**WHAT TO DO**. Report how many lines in the rows below contain the word "every", matching case exactly. Give only the number.

**RECORDS FOR THE TASK**.
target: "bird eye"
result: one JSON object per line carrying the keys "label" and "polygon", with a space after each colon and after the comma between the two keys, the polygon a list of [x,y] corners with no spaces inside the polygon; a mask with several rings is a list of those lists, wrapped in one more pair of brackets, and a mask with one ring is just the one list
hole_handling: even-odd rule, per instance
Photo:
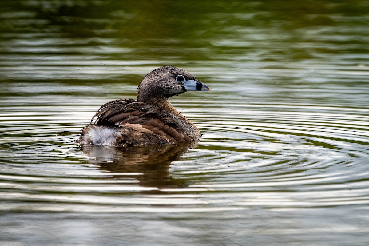
{"label": "bird eye", "polygon": [[176,80],[177,81],[177,82],[183,82],[186,79],[184,79],[184,76],[183,76],[183,75],[177,75],[176,77]]}

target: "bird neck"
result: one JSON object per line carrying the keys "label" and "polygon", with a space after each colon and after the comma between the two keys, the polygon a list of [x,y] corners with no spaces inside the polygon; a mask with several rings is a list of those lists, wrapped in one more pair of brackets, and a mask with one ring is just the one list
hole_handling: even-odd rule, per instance
{"label": "bird neck", "polygon": [[139,101],[139,99],[141,98],[139,97],[138,100],[139,101],[142,101],[142,102],[148,104],[158,107],[162,110],[168,111],[177,117],[182,118],[183,119],[183,121],[186,122],[187,125],[196,127],[195,125],[190,121],[188,119],[185,117],[178,110],[175,108],[173,105],[170,103],[170,102],[169,101],[169,98],[163,97],[152,97],[148,100],[146,98],[144,100]]}

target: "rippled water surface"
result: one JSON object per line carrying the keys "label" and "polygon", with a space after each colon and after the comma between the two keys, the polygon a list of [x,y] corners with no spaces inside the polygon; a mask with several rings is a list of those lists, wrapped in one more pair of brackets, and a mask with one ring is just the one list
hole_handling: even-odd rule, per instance
{"label": "rippled water surface", "polygon": [[[366,1],[1,1],[0,241],[369,242]],[[105,103],[161,66],[197,145],[81,147]]]}

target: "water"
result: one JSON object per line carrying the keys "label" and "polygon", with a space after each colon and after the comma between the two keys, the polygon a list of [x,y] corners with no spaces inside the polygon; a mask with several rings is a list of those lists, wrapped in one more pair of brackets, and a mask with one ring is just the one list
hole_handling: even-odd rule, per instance
{"label": "water", "polygon": [[[369,242],[365,1],[0,4],[0,241],[17,245]],[[204,136],[125,151],[75,142],[142,77]]]}

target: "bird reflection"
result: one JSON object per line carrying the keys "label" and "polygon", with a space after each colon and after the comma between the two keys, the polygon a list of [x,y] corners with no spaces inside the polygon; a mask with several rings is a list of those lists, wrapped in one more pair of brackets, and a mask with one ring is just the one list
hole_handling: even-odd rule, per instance
{"label": "bird reflection", "polygon": [[[170,177],[170,164],[180,160],[190,148],[195,148],[198,142],[124,149],[101,145],[83,146],[81,148],[84,153],[94,157],[89,161],[99,169],[127,173],[114,175],[115,179],[132,177],[138,180],[140,186],[143,187],[177,188],[189,184],[186,184],[184,180]],[[133,173],[137,173],[143,175]],[[130,173],[132,175],[130,176]]]}

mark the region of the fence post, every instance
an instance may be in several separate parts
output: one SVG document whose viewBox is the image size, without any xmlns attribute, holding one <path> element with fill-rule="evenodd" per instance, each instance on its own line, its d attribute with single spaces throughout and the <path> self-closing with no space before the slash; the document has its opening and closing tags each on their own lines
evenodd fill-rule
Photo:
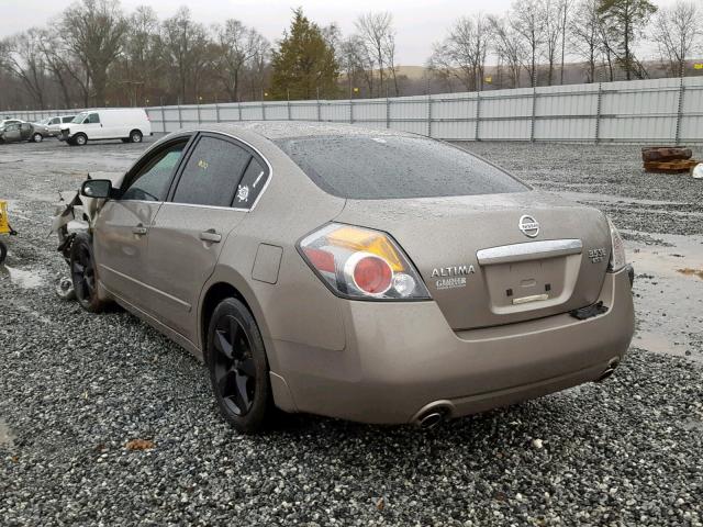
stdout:
<svg viewBox="0 0 703 527">
<path fill-rule="evenodd" d="M 473 141 L 481 141 L 479 137 L 479 124 L 481 123 L 481 92 L 476 92 L 476 127 L 473 130 Z"/>
<path fill-rule="evenodd" d="M 681 119 L 683 117 L 683 94 L 685 93 L 685 87 L 683 86 L 683 77 L 679 78 L 679 103 L 677 108 L 677 130 L 676 130 L 676 144 L 681 143 Z"/>
<path fill-rule="evenodd" d="M 537 87 L 532 87 L 532 119 L 529 121 L 529 141 L 535 142 L 535 112 L 537 111 Z"/>
<path fill-rule="evenodd" d="M 432 137 L 432 96 L 427 96 L 427 137 Z"/>
<path fill-rule="evenodd" d="M 595 144 L 601 141 L 601 104 L 603 100 L 603 83 L 598 83 L 598 98 L 595 99 Z"/>
</svg>

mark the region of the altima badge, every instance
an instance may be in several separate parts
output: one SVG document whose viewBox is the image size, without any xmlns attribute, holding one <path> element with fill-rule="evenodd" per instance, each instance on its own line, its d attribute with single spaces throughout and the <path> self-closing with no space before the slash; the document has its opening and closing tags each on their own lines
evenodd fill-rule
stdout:
<svg viewBox="0 0 703 527">
<path fill-rule="evenodd" d="M 432 270 L 432 278 L 439 279 L 435 280 L 437 289 L 466 288 L 467 274 L 473 274 L 475 272 L 473 266 L 435 267 Z"/>
<path fill-rule="evenodd" d="M 525 236 L 529 236 L 531 238 L 534 238 L 539 234 L 539 223 L 537 223 L 537 220 L 526 214 L 520 218 L 517 226 Z"/>
</svg>

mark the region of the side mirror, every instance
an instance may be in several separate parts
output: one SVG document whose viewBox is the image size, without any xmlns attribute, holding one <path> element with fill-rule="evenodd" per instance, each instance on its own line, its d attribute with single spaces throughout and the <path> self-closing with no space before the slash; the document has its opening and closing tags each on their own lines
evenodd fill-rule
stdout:
<svg viewBox="0 0 703 527">
<path fill-rule="evenodd" d="M 80 195 L 107 200 L 113 194 L 112 181 L 109 179 L 89 179 L 80 186 Z"/>
</svg>

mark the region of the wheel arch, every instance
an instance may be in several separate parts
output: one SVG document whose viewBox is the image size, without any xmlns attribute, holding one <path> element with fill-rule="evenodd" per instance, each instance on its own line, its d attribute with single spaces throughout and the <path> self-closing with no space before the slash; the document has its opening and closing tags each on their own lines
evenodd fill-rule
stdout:
<svg viewBox="0 0 703 527">
<path fill-rule="evenodd" d="M 217 304 L 224 299 L 233 298 L 241 301 L 246 309 L 249 310 L 249 313 L 252 313 L 252 316 L 261 333 L 261 337 L 266 340 L 266 337 L 269 335 L 268 327 L 264 319 L 264 314 L 256 300 L 254 300 L 254 294 L 244 284 L 245 282 L 243 280 L 239 281 L 220 277 L 219 279 L 212 280 L 205 285 L 205 288 L 203 288 L 198 313 L 198 338 L 200 340 L 199 345 L 203 357 L 205 356 L 205 347 L 208 345 L 210 317 Z M 267 356 L 269 354 L 267 351 Z"/>
</svg>

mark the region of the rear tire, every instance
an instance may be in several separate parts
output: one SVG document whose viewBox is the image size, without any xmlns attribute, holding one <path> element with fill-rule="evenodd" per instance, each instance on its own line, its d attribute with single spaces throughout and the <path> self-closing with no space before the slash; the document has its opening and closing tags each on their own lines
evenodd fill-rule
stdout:
<svg viewBox="0 0 703 527">
<path fill-rule="evenodd" d="M 224 419 L 237 431 L 260 431 L 272 421 L 274 396 L 264 339 L 249 310 L 225 299 L 212 313 L 205 362 Z"/>
<path fill-rule="evenodd" d="M 98 276 L 92 255 L 92 239 L 88 233 L 76 235 L 70 247 L 70 278 L 76 300 L 89 313 L 100 313 L 107 302 L 98 298 Z"/>
</svg>

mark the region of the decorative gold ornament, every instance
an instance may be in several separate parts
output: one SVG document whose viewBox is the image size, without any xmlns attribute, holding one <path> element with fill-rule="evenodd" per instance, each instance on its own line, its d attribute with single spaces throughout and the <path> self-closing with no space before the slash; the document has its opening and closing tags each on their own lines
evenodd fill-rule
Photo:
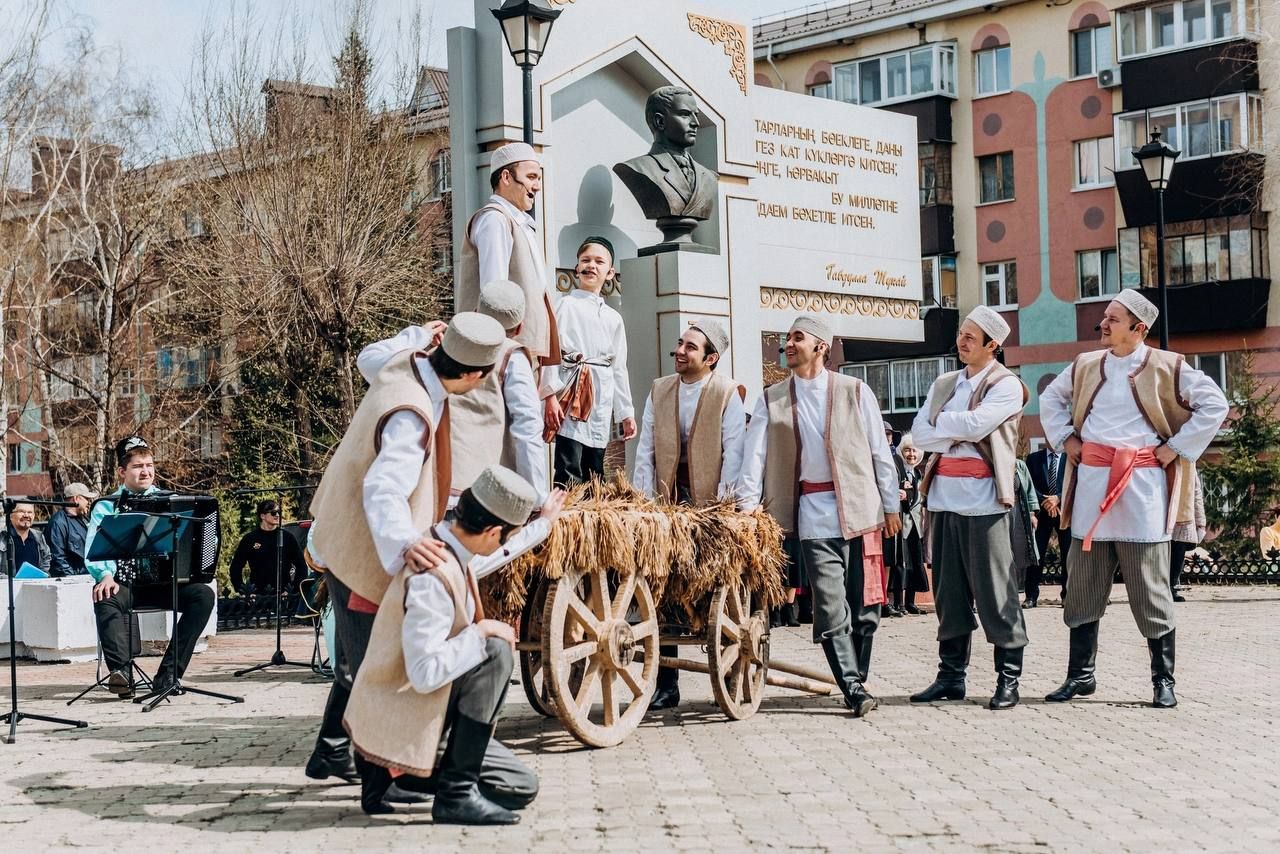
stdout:
<svg viewBox="0 0 1280 854">
<path fill-rule="evenodd" d="M 736 24 L 732 20 L 696 15 L 692 12 L 686 14 L 689 15 L 689 28 L 691 31 L 713 45 L 724 44 L 724 55 L 733 60 L 730 64 L 728 73 L 737 81 L 737 87 L 742 90 L 742 95 L 746 95 L 746 27 Z"/>
</svg>

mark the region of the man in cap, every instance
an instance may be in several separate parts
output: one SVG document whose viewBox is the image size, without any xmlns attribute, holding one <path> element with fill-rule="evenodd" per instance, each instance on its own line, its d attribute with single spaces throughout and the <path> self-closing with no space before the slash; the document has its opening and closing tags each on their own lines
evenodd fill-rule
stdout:
<svg viewBox="0 0 1280 854">
<path fill-rule="evenodd" d="M 1044 437 L 1066 453 L 1062 528 L 1071 529 L 1062 620 L 1071 629 L 1060 703 L 1097 689 L 1098 622 L 1119 568 L 1151 652 L 1152 704 L 1171 708 L 1174 599 L 1169 543 L 1194 520 L 1196 460 L 1228 402 L 1175 352 L 1144 342 L 1158 311 L 1133 289 L 1102 315 L 1102 350 L 1080 353 L 1041 394 Z"/>
<path fill-rule="evenodd" d="M 392 356 L 325 469 L 307 552 L 328 570 L 337 662 L 308 777 L 357 776 L 342 716 L 378 603 L 401 570 L 422 572 L 438 562 L 428 531 L 444 516 L 452 481 L 449 394 L 484 382 L 506 339 L 493 318 L 462 312 L 430 353 Z"/>
<path fill-rule="evenodd" d="M 466 394 L 449 398 L 453 438 L 453 483 L 449 506 L 486 466 L 502 463 L 534 484 L 539 503 L 547 497 L 547 443 L 543 442 L 543 405 L 538 398 L 534 360 L 520 343 L 525 294 L 515 282 L 490 282 L 480 292 L 479 314 L 507 330 L 494 370 Z M 439 320 L 408 326 L 394 338 L 369 344 L 356 360 L 370 383 L 387 361 L 404 350 L 430 350 L 439 344 L 445 324 Z"/>
<path fill-rule="evenodd" d="M 548 498 L 526 548 L 547 538 L 563 504 L 563 492 Z M 438 825 L 515 825 L 513 810 L 538 795 L 538 777 L 493 737 L 516 635 L 485 618 L 476 588 L 517 556 L 503 544 L 536 506 L 527 481 L 489 466 L 431 529 L 445 560 L 422 574 L 402 570 L 388 586 L 344 720 L 364 766 L 366 813 L 392 812 L 392 769 L 434 793 Z"/>
<path fill-rule="evenodd" d="M 742 471 L 746 410 L 739 385 L 716 373 L 728 333 L 716 320 L 689 325 L 672 353 L 676 373 L 653 382 L 640 423 L 632 483 L 649 498 L 708 504 L 731 495 Z M 663 656 L 677 654 L 663 647 Z M 658 668 L 650 709 L 680 704 L 680 671 Z"/>
<path fill-rule="evenodd" d="M 512 142 L 494 151 L 489 186 L 493 195 L 467 223 L 454 307 L 475 311 L 485 283 L 515 282 L 525 296 L 524 325 L 516 339 L 543 364 L 556 365 L 559 339 L 547 296 L 547 261 L 538 224 L 529 213 L 543 188 L 543 166 L 534 147 Z"/>
<path fill-rule="evenodd" d="M 878 705 L 865 682 L 884 600 L 881 530 L 901 528 L 899 480 L 876 394 L 824 367 L 832 341 L 819 318 L 791 324 L 791 379 L 764 389 L 751 412 L 739 501 L 745 510 L 763 502 L 794 540 L 813 595 L 813 641 L 863 717 Z"/>
<path fill-rule="evenodd" d="M 961 700 L 977 624 L 996 648 L 996 693 L 987 708 L 1018 704 L 1027 626 L 1009 510 L 1014 506 L 1018 425 L 1027 387 L 997 359 L 1009 324 L 978 306 L 956 333 L 964 365 L 937 378 L 911 425 L 920 451 L 934 456 L 924 471 L 933 536 L 933 600 L 938 615 L 938 677 L 913 703 Z"/>
<path fill-rule="evenodd" d="M 68 484 L 63 495 L 70 502 L 49 517 L 45 535 L 49 538 L 51 576 L 84 575 L 84 535 L 88 533 L 88 508 L 97 493 L 82 483 Z"/>
</svg>

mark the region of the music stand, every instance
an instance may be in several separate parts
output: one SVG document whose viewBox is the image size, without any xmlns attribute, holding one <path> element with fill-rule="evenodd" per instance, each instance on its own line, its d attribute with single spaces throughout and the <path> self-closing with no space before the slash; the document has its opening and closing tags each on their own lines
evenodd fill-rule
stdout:
<svg viewBox="0 0 1280 854">
<path fill-rule="evenodd" d="M 17 570 L 14 568 L 13 562 L 13 536 L 9 533 L 9 517 L 13 513 L 13 508 L 18 504 L 54 504 L 63 507 L 67 502 L 37 499 L 17 501 L 14 498 L 9 498 L 8 495 L 4 499 L 4 562 L 5 577 L 9 579 L 9 711 L 0 714 L 0 721 L 9 722 L 9 735 L 5 736 L 5 744 L 13 744 L 18 740 L 18 723 L 22 721 L 44 721 L 45 723 L 60 723 L 63 726 L 74 726 L 77 729 L 88 726 L 86 721 L 70 721 L 64 717 L 50 717 L 47 714 L 32 714 L 31 712 L 18 711 L 18 624 L 17 617 L 14 616 L 13 604 L 13 576 Z"/>
<path fill-rule="evenodd" d="M 156 501 L 172 497 L 148 495 L 148 498 Z M 114 516 L 106 516 L 99 524 L 97 535 L 93 538 L 93 545 L 90 548 L 88 554 L 86 554 L 84 558 L 87 561 L 127 561 L 151 557 L 175 557 L 178 553 L 178 539 L 182 536 L 186 526 L 192 521 L 195 520 L 192 520 L 191 516 L 173 512 L 123 512 Z M 169 643 L 173 644 L 174 635 L 178 632 L 177 561 L 174 562 L 173 570 L 169 572 L 169 589 L 172 593 L 170 611 L 173 613 L 173 630 L 170 632 Z M 132 653 L 133 650 L 131 649 L 129 652 Z M 168 700 L 170 697 L 180 697 L 183 694 L 200 694 L 201 697 L 212 697 L 220 700 L 230 700 L 232 703 L 244 702 L 243 697 L 220 694 L 202 688 L 183 685 L 182 680 L 178 677 L 177 656 L 178 653 L 174 650 L 173 684 L 147 702 L 142 707 L 143 712 L 151 712 L 161 703 L 161 700 Z M 142 700 L 143 698 L 138 698 L 134 702 L 141 703 Z"/>
</svg>

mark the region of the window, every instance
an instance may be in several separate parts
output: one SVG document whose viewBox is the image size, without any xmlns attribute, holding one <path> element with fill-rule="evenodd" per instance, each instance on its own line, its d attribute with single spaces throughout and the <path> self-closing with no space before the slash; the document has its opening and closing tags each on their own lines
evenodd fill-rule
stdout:
<svg viewBox="0 0 1280 854">
<path fill-rule="evenodd" d="M 1014 197 L 1014 152 L 978 157 L 978 201 L 1009 201 Z"/>
<path fill-rule="evenodd" d="M 1112 154 L 1115 141 L 1111 137 L 1080 140 L 1075 143 L 1075 186 L 1110 187 L 1115 183 Z"/>
<path fill-rule="evenodd" d="M 982 265 L 982 293 L 992 309 L 1018 307 L 1018 264 L 1000 261 Z"/>
<path fill-rule="evenodd" d="M 978 76 L 978 95 L 996 95 L 1012 88 L 1009 45 L 979 50 L 973 60 Z"/>
<path fill-rule="evenodd" d="M 1091 77 L 1112 64 L 1110 24 L 1071 33 L 1071 77 Z"/>
<path fill-rule="evenodd" d="M 1089 250 L 1075 254 L 1076 293 L 1082 300 L 1120 292 L 1120 268 L 1115 250 Z"/>
</svg>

**EXERCISE RESULT**. 9